From the records below, pull out everything from the line containing "Pin the grey" down to the line containing "(1014, 371)", both included, and copy those lines word for word.

## Supplied material
* * *
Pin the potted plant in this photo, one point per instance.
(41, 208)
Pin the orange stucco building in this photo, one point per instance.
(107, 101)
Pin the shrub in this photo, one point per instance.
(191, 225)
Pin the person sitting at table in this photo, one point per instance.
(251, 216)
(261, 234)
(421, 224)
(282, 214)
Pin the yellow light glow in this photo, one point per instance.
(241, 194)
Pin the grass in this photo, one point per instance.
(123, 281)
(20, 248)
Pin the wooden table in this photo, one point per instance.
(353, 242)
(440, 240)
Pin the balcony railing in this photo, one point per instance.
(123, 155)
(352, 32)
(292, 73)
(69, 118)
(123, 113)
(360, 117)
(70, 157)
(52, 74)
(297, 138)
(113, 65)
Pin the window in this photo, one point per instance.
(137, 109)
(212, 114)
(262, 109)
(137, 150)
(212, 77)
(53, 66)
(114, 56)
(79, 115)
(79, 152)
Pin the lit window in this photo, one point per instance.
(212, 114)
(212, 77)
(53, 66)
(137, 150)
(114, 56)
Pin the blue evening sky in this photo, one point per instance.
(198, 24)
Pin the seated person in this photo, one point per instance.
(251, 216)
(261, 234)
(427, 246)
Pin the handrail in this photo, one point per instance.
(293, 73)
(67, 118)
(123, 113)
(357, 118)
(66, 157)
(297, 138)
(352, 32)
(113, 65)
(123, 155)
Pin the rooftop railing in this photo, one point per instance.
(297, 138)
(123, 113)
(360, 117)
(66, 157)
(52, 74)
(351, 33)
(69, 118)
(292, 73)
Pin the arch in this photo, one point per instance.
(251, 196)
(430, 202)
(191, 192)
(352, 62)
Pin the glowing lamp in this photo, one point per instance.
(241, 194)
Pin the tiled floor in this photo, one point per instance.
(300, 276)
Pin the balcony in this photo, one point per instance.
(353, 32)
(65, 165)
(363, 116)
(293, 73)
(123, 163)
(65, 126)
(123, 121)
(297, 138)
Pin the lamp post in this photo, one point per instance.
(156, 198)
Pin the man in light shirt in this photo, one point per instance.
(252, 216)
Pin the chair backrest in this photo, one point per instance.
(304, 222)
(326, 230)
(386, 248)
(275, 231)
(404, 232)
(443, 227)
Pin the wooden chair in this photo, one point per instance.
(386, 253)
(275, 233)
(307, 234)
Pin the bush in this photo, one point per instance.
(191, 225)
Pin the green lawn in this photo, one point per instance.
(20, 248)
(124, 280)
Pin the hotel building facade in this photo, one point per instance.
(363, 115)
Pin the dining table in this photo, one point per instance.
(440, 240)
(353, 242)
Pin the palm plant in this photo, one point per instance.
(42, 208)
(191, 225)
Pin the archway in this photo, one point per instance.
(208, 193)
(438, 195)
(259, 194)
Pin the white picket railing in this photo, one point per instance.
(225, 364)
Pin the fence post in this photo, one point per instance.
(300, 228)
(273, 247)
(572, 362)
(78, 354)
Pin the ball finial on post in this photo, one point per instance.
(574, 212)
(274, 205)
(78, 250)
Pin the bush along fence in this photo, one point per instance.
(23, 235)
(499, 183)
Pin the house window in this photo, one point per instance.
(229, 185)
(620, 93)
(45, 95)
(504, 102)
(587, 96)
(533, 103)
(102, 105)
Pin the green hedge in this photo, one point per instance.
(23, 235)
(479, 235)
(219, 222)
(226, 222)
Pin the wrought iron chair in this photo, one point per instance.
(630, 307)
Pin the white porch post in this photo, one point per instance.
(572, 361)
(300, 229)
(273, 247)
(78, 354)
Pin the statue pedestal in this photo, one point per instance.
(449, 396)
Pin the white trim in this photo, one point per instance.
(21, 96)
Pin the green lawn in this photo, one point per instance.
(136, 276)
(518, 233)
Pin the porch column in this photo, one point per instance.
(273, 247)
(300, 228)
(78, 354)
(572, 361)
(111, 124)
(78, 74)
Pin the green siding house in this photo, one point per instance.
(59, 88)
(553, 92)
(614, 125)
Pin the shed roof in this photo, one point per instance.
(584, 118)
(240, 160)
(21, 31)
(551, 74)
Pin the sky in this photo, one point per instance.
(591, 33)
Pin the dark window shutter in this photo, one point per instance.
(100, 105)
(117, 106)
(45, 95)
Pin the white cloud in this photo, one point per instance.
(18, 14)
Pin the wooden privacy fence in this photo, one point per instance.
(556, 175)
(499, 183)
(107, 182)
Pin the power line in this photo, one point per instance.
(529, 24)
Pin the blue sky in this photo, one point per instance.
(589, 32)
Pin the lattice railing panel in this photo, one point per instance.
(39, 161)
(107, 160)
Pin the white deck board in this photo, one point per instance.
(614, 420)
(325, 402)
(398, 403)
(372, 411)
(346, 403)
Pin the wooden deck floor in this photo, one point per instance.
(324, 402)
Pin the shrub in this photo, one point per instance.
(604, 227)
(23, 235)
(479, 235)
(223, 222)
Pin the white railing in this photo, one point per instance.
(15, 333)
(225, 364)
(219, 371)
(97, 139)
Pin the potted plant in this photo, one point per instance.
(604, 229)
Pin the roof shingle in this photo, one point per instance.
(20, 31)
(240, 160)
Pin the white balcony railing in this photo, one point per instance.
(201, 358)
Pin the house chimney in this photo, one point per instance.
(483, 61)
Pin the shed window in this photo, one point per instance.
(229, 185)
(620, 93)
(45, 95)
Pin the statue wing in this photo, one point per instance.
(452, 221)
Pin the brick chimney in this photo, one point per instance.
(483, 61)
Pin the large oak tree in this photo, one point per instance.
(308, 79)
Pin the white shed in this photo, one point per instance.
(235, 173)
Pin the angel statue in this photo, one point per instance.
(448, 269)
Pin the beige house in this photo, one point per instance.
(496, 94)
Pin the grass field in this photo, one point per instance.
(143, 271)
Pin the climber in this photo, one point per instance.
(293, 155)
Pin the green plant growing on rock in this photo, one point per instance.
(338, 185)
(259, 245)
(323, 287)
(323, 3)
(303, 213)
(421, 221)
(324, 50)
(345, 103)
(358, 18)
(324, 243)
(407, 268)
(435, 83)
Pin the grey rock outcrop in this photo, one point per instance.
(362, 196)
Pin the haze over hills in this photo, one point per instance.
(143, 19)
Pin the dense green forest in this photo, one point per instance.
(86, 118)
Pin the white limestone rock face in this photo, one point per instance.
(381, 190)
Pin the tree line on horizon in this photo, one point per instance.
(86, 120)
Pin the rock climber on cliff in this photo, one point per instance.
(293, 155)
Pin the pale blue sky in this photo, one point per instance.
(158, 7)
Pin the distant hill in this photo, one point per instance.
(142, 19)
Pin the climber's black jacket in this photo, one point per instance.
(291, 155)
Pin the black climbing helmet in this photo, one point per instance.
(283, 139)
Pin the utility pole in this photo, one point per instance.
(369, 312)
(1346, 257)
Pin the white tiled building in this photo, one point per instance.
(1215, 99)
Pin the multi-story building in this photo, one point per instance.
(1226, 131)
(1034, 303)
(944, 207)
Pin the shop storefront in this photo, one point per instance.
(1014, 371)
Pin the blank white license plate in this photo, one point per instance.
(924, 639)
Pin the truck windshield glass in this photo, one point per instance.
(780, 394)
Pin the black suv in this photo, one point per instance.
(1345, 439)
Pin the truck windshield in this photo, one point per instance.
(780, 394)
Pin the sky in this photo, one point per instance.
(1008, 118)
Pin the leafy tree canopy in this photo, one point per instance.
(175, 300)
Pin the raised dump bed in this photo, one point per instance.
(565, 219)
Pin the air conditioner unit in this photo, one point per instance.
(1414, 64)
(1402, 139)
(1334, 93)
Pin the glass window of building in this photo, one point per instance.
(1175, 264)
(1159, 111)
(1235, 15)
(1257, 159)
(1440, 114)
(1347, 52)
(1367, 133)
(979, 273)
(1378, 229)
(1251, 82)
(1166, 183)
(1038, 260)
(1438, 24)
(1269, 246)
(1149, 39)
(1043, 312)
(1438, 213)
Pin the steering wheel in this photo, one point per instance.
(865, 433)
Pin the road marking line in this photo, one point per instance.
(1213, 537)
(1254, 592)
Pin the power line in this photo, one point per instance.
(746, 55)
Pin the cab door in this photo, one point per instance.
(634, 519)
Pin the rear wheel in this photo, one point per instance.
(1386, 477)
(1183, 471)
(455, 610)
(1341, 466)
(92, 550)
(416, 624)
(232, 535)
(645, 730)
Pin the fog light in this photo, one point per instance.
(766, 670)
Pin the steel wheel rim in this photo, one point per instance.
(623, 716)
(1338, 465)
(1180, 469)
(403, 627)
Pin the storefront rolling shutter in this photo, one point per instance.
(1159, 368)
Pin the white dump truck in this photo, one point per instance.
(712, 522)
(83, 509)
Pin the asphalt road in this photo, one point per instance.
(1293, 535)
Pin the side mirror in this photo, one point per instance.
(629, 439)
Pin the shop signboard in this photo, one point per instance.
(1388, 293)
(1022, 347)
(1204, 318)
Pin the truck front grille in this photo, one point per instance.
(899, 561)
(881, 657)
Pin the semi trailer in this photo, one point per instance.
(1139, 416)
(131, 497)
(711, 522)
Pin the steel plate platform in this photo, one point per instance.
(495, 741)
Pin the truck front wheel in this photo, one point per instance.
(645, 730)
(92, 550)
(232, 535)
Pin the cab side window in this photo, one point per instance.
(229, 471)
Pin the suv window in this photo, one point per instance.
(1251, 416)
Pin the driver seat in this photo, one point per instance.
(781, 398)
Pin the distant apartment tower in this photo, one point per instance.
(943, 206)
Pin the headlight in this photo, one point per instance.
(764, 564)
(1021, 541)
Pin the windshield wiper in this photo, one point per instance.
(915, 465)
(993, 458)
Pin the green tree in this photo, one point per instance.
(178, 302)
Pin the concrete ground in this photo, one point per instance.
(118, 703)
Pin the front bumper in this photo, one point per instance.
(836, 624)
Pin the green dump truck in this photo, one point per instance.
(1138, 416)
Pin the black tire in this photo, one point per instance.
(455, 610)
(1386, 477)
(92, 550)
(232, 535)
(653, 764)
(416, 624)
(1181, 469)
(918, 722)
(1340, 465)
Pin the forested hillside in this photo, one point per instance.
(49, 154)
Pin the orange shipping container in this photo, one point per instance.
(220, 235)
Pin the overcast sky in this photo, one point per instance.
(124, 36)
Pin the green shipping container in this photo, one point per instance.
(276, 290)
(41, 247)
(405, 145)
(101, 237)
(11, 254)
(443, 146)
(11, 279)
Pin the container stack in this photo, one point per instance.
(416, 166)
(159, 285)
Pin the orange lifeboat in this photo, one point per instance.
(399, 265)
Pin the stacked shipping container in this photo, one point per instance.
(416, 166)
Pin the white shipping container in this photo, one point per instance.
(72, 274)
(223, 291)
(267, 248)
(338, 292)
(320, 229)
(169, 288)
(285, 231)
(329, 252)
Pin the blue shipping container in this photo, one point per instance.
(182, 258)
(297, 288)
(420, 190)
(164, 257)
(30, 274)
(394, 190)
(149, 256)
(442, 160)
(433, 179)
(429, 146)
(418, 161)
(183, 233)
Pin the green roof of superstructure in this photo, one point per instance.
* * *
## Solution to this exercise
Pin the grey rock outcrop in this photo, one point per instance.
(362, 196)
Pin the haze over hills in this photo, one point per instance.
(143, 19)
Pin the dense green forest in this photo, one point per instance.
(86, 118)
Pin the white limestone rock face in this photo, one point per instance.
(381, 190)
Pin the tree line on horizon in this photo, one point per instance.
(86, 120)
Pin the rock climber on cliff in this photo, one point per instance.
(293, 155)
Pin the pale blue sky in this photo, one point per instance.
(158, 7)
Pin the distant hill in this photo, one point per instance.
(142, 19)
Pin the climber's black jacket in this photo, one point per instance.
(291, 155)
Pin the black climbing helmet in this photo, one point per instance.
(283, 139)
Pin the utility pole in this photo, one point per instance.
(369, 312)
(1346, 257)
Pin the white tiled building in this photo, one point per instance.
(1215, 99)
Pin the multi-story building in this photo, one point per instance.
(1226, 131)
(1034, 303)
(944, 207)
Pin the shop storefront in this photo, one point per instance.
(1014, 371)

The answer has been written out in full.